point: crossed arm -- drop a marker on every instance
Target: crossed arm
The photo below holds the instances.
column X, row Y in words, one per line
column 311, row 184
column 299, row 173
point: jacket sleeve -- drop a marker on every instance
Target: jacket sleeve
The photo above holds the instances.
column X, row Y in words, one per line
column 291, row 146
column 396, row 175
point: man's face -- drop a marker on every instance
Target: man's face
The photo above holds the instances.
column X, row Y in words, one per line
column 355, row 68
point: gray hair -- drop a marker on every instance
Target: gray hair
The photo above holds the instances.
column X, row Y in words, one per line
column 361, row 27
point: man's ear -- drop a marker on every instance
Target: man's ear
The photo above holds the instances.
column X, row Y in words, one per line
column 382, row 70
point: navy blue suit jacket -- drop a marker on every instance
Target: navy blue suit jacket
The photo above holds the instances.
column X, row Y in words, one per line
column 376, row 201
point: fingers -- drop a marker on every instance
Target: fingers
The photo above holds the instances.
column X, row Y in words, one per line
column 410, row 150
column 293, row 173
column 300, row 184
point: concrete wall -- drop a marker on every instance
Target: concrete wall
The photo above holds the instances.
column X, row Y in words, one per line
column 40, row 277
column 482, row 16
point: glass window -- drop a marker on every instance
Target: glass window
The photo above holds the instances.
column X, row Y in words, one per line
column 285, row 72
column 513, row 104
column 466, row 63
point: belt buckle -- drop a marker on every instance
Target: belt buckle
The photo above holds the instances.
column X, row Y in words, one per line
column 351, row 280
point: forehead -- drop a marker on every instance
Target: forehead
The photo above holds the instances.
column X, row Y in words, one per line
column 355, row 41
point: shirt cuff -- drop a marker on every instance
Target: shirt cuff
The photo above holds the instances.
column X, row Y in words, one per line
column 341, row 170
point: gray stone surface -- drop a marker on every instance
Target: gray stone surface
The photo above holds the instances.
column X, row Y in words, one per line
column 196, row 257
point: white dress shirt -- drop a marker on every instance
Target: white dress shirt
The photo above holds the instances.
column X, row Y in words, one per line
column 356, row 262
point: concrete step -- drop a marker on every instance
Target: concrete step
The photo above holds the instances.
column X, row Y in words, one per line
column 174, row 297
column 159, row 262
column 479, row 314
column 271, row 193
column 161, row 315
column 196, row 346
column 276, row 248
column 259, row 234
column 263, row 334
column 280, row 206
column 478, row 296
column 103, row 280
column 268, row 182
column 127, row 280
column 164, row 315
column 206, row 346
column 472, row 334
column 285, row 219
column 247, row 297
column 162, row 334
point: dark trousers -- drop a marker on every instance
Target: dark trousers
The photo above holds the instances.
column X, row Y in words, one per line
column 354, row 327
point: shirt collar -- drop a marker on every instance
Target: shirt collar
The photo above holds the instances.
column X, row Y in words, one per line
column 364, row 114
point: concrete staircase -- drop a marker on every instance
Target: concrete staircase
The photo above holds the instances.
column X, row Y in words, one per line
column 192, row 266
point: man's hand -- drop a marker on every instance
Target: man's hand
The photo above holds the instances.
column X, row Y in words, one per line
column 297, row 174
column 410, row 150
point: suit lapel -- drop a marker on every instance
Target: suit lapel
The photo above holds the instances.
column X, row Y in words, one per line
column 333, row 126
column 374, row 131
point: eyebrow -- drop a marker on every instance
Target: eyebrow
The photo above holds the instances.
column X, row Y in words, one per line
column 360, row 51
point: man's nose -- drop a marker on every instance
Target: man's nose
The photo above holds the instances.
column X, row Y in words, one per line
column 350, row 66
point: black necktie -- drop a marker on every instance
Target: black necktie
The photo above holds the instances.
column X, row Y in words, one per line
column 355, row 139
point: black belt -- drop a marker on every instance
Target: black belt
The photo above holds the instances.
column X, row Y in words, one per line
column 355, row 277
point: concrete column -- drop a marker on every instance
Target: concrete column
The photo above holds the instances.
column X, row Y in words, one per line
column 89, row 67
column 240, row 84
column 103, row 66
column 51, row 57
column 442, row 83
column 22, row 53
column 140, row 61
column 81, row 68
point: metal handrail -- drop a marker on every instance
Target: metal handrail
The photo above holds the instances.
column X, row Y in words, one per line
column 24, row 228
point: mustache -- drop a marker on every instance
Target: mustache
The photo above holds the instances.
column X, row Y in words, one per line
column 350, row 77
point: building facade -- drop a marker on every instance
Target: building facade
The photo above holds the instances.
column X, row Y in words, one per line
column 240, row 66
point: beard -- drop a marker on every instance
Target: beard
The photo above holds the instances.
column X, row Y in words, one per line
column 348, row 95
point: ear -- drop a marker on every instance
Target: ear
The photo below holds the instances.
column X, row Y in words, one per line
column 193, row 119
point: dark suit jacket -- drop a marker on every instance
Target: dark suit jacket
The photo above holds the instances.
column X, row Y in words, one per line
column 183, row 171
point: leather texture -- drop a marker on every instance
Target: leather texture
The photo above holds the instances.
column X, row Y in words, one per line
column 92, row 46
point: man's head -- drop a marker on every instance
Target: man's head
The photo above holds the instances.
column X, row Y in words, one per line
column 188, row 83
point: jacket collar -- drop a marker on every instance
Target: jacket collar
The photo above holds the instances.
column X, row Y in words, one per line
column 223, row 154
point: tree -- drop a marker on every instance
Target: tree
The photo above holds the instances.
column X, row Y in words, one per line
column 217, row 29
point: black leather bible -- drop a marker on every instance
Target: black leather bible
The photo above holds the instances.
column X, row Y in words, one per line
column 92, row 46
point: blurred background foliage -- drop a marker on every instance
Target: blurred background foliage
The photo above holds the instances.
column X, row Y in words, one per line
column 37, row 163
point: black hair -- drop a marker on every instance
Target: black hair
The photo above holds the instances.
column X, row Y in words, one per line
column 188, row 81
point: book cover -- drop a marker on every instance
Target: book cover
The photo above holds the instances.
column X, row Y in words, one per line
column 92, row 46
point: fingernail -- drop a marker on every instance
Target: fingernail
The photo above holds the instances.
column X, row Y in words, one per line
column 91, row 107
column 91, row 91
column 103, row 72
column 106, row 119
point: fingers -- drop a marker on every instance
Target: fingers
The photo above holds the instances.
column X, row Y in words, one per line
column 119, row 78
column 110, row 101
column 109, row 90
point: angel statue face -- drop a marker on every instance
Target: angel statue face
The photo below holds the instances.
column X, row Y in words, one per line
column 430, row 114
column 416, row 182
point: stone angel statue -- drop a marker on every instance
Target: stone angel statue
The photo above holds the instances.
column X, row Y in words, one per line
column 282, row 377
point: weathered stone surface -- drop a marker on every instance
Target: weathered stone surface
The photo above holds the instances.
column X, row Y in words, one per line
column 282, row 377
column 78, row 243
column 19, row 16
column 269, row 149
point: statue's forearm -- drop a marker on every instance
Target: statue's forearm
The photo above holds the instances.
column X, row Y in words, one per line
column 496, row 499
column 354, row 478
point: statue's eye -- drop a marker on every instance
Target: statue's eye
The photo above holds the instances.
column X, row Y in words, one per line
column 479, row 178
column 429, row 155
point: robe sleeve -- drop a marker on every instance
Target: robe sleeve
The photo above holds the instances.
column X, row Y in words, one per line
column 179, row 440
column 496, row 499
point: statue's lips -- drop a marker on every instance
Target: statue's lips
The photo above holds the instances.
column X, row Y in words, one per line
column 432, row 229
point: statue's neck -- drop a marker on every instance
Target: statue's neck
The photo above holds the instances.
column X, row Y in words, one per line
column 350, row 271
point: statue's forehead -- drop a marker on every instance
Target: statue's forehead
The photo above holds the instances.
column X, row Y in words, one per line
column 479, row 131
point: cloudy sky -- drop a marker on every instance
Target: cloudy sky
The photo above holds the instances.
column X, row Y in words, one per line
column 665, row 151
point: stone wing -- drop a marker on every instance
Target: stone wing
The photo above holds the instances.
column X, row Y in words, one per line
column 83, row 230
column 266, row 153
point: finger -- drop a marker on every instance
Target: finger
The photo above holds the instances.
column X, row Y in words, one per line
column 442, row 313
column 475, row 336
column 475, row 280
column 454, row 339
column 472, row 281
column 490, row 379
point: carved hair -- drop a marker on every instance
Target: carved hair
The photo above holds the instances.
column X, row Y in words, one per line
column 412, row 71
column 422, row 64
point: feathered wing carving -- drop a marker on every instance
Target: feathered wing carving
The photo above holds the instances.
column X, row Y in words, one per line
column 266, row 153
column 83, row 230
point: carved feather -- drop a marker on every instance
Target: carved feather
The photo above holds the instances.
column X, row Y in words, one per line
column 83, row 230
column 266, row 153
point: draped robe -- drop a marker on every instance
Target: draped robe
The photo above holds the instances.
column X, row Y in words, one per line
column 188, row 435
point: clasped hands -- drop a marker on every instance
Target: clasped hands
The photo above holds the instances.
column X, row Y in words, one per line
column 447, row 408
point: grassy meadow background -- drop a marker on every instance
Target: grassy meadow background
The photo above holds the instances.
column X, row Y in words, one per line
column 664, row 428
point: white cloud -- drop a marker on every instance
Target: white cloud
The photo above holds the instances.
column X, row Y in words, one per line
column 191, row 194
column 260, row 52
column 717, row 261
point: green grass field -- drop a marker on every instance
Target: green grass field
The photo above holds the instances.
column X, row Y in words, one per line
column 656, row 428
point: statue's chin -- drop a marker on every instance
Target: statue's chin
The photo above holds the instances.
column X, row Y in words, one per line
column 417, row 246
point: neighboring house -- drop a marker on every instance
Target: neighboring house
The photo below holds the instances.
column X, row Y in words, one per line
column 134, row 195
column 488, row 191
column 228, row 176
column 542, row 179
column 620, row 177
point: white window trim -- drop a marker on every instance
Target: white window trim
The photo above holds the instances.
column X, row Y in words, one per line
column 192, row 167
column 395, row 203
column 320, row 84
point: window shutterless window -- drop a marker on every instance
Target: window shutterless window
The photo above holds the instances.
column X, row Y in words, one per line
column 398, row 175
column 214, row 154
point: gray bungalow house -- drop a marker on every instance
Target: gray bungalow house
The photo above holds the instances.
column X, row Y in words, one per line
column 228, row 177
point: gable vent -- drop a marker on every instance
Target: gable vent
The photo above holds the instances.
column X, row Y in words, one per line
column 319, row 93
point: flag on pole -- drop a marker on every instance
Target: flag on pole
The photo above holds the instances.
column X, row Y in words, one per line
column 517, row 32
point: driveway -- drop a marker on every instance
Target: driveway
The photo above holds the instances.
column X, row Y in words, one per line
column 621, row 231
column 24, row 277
═══
What the task requires => Restate, word for word, the listing above from its first line through the line that contains "Target: man's ear", keeping both of those lines.

Answer to the problem =>
point: crossed arm -- drop a marker on every instance
Target: crossed arm
The photo below holds the instances.
column X, row Y in words, one per line
column 311, row 184
column 299, row 173
point: jacket sleeve -- drop a marker on every instance
Target: jacket sleeve
The photo above holds the instances.
column X, row Y in words, one per line
column 291, row 146
column 396, row 175
point: man's face -- drop a marker on every instance
Target: man's face
The photo above holds the instances.
column X, row Y in words, one per line
column 355, row 68
point: gray hair -- drop a marker on every instance
Target: gray hair
The photo above holds the instances.
column X, row Y in words, one per line
column 361, row 27
point: man's ear -- drop a marker on every instance
Target: man's ear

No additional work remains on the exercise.